>>

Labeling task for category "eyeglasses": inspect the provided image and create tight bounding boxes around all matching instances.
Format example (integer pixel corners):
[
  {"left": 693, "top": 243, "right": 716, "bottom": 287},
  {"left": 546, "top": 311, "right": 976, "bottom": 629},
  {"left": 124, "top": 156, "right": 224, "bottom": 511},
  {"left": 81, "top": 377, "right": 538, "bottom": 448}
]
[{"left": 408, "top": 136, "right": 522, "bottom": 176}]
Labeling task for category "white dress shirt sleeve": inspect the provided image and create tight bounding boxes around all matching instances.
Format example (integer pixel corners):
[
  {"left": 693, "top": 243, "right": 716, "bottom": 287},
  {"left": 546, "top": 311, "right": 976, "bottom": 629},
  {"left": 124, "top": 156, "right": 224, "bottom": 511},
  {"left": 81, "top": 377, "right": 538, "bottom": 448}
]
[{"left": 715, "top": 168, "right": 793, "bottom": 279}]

<<

▸ Work instruction
All lines of the records above with the word "around" in them are to be copied.

▸ Reply to the task
Labeling task for category "eyeglasses": inspect the provided image and create tight bounding boxes around all matching instances.
Labeling task for category "white dress shirt sleeve": inspect the provided image and create tight bounding boxes around all matching instances.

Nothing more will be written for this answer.